Object pointing dataset rows:
______________________________
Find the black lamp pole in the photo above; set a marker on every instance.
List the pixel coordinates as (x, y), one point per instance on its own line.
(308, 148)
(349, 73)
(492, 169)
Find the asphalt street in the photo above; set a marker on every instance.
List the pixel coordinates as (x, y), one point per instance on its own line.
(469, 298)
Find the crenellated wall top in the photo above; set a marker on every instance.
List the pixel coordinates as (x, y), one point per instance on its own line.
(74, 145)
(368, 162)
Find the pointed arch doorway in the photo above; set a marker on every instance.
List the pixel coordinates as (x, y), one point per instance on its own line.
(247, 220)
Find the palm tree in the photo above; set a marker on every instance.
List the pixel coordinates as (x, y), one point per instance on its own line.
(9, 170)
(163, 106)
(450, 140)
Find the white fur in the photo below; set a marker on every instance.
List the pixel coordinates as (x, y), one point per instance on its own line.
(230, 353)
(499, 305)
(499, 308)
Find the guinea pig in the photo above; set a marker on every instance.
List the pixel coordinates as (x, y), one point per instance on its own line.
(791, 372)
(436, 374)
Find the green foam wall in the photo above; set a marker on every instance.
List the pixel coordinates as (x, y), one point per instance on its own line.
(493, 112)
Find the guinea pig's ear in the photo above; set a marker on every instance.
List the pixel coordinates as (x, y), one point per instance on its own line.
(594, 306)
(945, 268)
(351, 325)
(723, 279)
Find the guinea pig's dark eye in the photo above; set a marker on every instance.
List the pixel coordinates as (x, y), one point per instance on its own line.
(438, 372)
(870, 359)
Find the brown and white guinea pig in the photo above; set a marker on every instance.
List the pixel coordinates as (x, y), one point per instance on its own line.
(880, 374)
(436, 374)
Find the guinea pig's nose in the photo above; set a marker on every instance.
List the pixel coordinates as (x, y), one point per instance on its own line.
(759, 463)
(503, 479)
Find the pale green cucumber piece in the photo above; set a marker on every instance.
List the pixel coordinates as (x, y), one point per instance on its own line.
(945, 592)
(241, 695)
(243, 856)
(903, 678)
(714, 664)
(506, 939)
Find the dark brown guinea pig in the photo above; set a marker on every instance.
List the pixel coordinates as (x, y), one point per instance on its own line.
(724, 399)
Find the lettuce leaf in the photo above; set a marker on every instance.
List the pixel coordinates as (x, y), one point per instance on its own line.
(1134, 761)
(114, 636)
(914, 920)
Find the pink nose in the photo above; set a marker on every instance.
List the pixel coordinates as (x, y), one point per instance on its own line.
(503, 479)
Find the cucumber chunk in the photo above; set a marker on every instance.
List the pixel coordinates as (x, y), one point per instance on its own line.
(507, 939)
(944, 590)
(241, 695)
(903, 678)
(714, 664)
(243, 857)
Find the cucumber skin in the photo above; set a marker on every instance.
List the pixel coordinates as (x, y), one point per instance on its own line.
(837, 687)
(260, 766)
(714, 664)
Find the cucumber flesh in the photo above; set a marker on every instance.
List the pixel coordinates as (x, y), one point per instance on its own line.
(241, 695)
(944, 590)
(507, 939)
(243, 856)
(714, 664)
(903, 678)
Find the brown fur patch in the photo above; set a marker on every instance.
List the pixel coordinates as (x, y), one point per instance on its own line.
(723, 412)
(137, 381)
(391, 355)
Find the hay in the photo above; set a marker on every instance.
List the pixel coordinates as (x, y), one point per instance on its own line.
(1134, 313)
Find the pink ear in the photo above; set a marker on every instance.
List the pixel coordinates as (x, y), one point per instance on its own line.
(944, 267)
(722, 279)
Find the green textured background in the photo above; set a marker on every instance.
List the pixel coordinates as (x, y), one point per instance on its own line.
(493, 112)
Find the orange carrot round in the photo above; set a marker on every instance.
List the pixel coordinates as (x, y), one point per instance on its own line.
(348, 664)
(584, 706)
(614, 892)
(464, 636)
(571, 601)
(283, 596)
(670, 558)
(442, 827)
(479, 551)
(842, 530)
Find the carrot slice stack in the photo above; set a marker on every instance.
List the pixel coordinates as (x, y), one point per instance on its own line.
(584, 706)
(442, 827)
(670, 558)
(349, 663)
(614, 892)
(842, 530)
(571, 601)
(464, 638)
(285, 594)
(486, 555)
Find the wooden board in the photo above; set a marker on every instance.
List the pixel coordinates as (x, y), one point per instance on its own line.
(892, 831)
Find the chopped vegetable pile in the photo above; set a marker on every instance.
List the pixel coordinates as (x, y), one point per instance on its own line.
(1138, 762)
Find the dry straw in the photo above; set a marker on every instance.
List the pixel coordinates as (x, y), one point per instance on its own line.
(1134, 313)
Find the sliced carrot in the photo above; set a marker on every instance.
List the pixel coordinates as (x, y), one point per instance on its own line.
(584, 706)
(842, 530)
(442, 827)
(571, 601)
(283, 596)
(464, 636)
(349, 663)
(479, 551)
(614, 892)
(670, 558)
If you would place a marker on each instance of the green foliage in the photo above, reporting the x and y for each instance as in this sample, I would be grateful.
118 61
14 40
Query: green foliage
______________________________
• _Job_:
Reproduce the full listing word for word.

• _Task response_:
Find the black lamp pole in the photo above; set a marker on every instance.
List the pixel coordinates as (x, y), one point per instance on its own line.
(308, 148)
(349, 73)
(492, 169)
Find the asphalt street in the photo above; set a marker on every instance.
List the pixel coordinates as (x, y), one point per instance on its own line.
(469, 298)
Find the crenellated wall top in the photo above; set a marker on every instance.
List the pixel coordinates as (x, y), one point per instance on its own line.
(74, 145)
(368, 162)
Find the pointed arch doorway in the photo above; set a marker on every instance.
List the pixel coordinates as (x, y), one point per instance on its own line.
(247, 220)
Find the palm tree in the photo above; set a marker on every instance.
List the pixel coordinates as (x, y), one point per instance on its own line.
(9, 170)
(163, 106)
(450, 140)
Find the white fur in the photo below; set a marker on every instance.
List the pixel coordinates as (x, y), one point per instance on its own line.
(230, 353)
(499, 305)
(499, 308)
Find the guinea pig in the photo above; set a marker on every instance.
List the pixel coordinates as (x, y), one point per instance on its own line.
(791, 372)
(436, 374)
Find the green foam wall in the photo above; set a marker on every instance.
List the pixel coordinates as (x, y), one point per instance on its own line.
(493, 112)
Find the guinea pig's ear in the photo above; set a marker on every instance.
List the pixel coordinates as (x, y), one point per instance on its own line.
(594, 306)
(945, 268)
(351, 325)
(723, 279)
Find the guinea pig's dark eye in the photo above; set a marker on every instance.
List the pixel coordinates as (x, y), one point per instance on its own line.
(438, 372)
(870, 359)
Find the brown and white guinea pig in the photo above; set a marker on every instance.
List the pixel coordinates as (x, y), one point per instance on its own line.
(880, 374)
(436, 374)
Find the guinea pig's nose in the photo above; set a marker on every instance.
List the pixel coordinates as (x, y), one point per instance on its own line.
(759, 463)
(503, 479)
Find the pale green cucumber piece in the photo above; set a marker on every instance.
List the pixel coordinates as (x, y), one point per instance on its own line.
(945, 592)
(241, 695)
(243, 856)
(903, 678)
(714, 664)
(506, 939)
Find the dark brown guinea pig in the photo above; set a marker on every instance.
List the pixel coordinates as (x, y), one point per instance on its own line.
(724, 399)
Find the lettuce leaf in the photo above; set a marker on every instance.
List the pixel coordinates as (x, y), one point per instance on its own line.
(1134, 761)
(114, 636)
(914, 920)
Find the pink nose in the photo above; set a marker on every instance.
List the pixel coordinates as (x, y), one point per instance on its own line.
(503, 479)
Find the cucumber chunk in the photo above; set a marker on every instance.
List the pixel coordinates as (x, y), one point per instance on its own line.
(507, 939)
(944, 590)
(241, 695)
(903, 678)
(714, 664)
(243, 857)
Find the cucumber skin in the photo above; set a marker on every instance.
List the pixel coordinates as (x, y), one point per instance on its own line.
(837, 687)
(260, 766)
(714, 664)
Find the cucumber flesh in the photo above; set a marker on every instance.
List the pixel coordinates as (x, y), one point per instance on its own line.
(241, 695)
(944, 590)
(507, 939)
(243, 856)
(714, 664)
(903, 678)
Find the brown fur patch in the photo above; set a marker on every instance.
List the pixel coordinates as (x, y), one point per instance on its own line.
(723, 412)
(137, 381)
(391, 355)
Find the hay in the photo above; set a marker on every instance.
List the pixel coordinates as (x, y), one point per instance on its own line.
(1134, 313)
Find the pink ear in the photo above; set a marker on every instance.
List the pixel coordinates as (x, y), one point per instance on its own line.
(944, 267)
(722, 279)
Find the green textured background in the photo above; set a marker on every instance.
List the pixel coordinates as (x, y), one point per instance on its own line.
(493, 112)
Find the orange carrot round in the photo above; set a marker on every instance.
List the pixel coordinates as (x, y), one point per instance on its own line.
(348, 664)
(584, 706)
(614, 892)
(464, 636)
(571, 601)
(283, 596)
(670, 558)
(442, 827)
(479, 551)
(842, 530)
Find the carrot slice stack in the photo above; set a marker on every instance.
List the pixel coordinates as (x, y), one point per instance on its own line.
(584, 706)
(442, 827)
(670, 558)
(349, 663)
(614, 892)
(842, 530)
(571, 601)
(464, 638)
(285, 594)
(486, 555)
Find the wooden board in the photo above; set a marker on every instance.
List the pixel coordinates as (x, y), one point per instance on its own line.
(892, 831)
Find the chopped vegetable pile in the photo above; set a marker on every instance.
List the pixel coordinates as (x, y), one point per instance on its own line.
(1138, 762)
Find the dry straw in the photo above; set a marker on every instance.
List the pixel coordinates as (x, y), one point per instance on its own line.
(1134, 313)
Find the sliced carrot in the photo above; set a marker on every instance.
List the pixel coordinates as (x, y), one point per instance on its own line.
(584, 706)
(842, 530)
(442, 827)
(571, 601)
(283, 596)
(464, 636)
(349, 663)
(479, 551)
(614, 892)
(670, 558)
If you would place a marker on each instance of the green foliage in the photo above, reporting the x and y for each instance as in this sample, I would be grateful.
118 61
14 40
Query: green foliage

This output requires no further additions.